» PROMPT: Format every line of the records below as a numbered list, omitting any blank lines.

» Records of labeled points:
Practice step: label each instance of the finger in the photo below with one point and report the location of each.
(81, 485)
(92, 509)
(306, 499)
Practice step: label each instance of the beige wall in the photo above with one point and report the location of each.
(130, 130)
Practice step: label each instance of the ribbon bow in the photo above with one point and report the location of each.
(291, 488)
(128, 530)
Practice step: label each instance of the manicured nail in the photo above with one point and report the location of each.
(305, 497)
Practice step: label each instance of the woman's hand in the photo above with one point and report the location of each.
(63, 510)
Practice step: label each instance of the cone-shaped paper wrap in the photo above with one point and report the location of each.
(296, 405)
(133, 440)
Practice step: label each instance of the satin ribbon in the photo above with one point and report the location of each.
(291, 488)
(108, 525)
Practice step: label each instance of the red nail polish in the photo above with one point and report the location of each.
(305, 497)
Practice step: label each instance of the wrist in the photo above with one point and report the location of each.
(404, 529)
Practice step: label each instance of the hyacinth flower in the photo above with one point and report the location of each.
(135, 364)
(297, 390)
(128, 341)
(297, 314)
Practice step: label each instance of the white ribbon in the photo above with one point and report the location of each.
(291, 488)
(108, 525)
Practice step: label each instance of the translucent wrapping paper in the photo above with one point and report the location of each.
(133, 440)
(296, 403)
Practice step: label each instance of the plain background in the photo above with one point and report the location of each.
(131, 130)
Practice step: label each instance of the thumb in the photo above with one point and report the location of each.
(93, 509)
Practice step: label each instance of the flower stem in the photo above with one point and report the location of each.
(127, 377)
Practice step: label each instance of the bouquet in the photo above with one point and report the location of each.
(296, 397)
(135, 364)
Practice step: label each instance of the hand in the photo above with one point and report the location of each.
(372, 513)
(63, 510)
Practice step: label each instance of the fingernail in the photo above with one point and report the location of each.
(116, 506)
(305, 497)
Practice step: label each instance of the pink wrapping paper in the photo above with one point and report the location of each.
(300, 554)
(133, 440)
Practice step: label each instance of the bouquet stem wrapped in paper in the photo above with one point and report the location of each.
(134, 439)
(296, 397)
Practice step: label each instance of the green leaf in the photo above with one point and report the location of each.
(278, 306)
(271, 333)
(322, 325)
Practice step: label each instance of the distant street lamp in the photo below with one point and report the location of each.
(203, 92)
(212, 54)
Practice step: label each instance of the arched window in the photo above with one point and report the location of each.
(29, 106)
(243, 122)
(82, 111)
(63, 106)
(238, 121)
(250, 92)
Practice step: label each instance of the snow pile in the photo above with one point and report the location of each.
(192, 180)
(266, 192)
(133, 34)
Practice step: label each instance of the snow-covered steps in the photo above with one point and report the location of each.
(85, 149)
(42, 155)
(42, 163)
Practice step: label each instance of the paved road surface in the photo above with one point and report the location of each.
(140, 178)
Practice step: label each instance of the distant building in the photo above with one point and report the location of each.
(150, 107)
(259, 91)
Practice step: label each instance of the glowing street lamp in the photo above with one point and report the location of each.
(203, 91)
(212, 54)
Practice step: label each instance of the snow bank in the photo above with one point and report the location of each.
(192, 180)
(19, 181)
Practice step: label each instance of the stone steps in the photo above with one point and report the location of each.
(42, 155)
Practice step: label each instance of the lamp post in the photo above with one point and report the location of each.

» WRITTEN RESPONSE:
1. Practice step: label each instance of the finger in the photo below with one point and report the location of each.
2. (81, 485)
3. (92, 509)
4. (306, 499)
5. Practice step: label each instance of the beige wall in the photo above with one point and report the location of each.
6. (130, 130)
7. Practice step: label each instance of the ribbon bow in the photo above with one point and report the location of each.
8. (291, 488)
9. (128, 530)
10. Practice step: label each instance of the manicured nail in the photo above with one point and report the location of each.
11. (305, 497)
12. Practice step: label each instance of the woman's hand in the photo above with one point and report the location of each.
13. (63, 510)
14. Practice step: label each instance of the cone-shaped paper wrap in the photo above with one point and report the location of each.
15. (296, 405)
16. (133, 440)
17. Practice step: label each instance of the satin ribbon in the photo above with one point and report the location of each.
18. (291, 488)
19. (108, 525)
20. Practice step: label each instance of the red nail polish in the photo above with one point and report the location of each.
21. (305, 497)
22. Practice step: label each instance of the wrist in the photo above with one point and report the location of each.
23. (404, 529)
24. Practice step: label each instance of the hyacinth flower in the photo above with one point and report the location of each.
25. (135, 364)
26. (297, 390)
27. (128, 341)
28. (297, 314)
29. Practice step: label each instance of the white ribbon in the photo above with one point and report the location of each.
30. (291, 488)
31. (108, 525)
32. Practice step: label each instance of the translucent wrapping paper in the photo above with one point and report the location of each.
33. (133, 440)
34. (296, 403)
35. Practice step: label each instance of the plain background in the photo above with one point and report the location of each.
36. (131, 130)
37. Practice step: label each instance of the thumb in the photo above with one point and report the location of each.
38. (93, 509)
39. Practice step: label each instance of the flower stem in the photo above with one point and report the location of each.
40. (127, 377)
41. Practice step: label each instance of the bouquet in the photo above with one point and report the location of each.
42. (296, 397)
43. (135, 364)
44. Practice step: label each instance of the hand in the photo above with one point and report the location of each.
45. (372, 513)
46. (63, 510)
47. Practice step: label each instance of the fingernail in the photo above with one point and report the location of each.
48. (116, 506)
49. (305, 497)
50. Practice step: label each instance of the pink wrapping paper in the photo above with one point and report the location of each.
51. (300, 554)
52. (133, 440)
53. Practice step: label each instance of the bouquet stem wrapped in paper in the photo above with one point and report the location of each.
54. (134, 439)
55. (296, 397)
56. Practice step: label each instance of the green leaf in the photo above with one point and report the location of each.
57. (278, 306)
58. (271, 333)
59. (322, 325)
60. Practice step: label each instance of the distant street lamp in the photo below with one point and report the location of each.
61. (203, 92)
62. (212, 54)
63. Practice step: label each instance of the arched window in the photo above with one point and report the location of each.
64. (29, 106)
65. (243, 122)
66. (82, 111)
67. (63, 106)
68. (238, 121)
69. (250, 92)
70. Practice step: label each instance of the snow pile in the photo above with one point and report the location of each.
71. (192, 180)
72. (266, 192)
73. (133, 34)
74. Practice step: label each instance of the snow-covered steps in the photo above with one point and report the location of each.
75. (85, 149)
76. (42, 155)
77. (42, 163)
78. Practice step: label each instance of the paved road surface in the photo above with one point and report the location of each.
79. (140, 178)
80. Practice step: label each instance of the distant building in the photo above with one point and report the location of each.
81. (150, 107)
82. (259, 91)
83. Practice step: label each instance of the glowing street lamp in the photo above with one point and report the location of each.
84. (203, 91)
85. (212, 54)
86. Practice step: label each instance of the snow bank in the photo above with one point and report the location of each.
87. (192, 180)
88. (19, 181)
89. Practice step: label each instance of the stone steps in the photo above with one point and report the location of each.
90. (42, 155)
91. Practice step: label each instance of the lamp post in the photo above with one point and report the location of each.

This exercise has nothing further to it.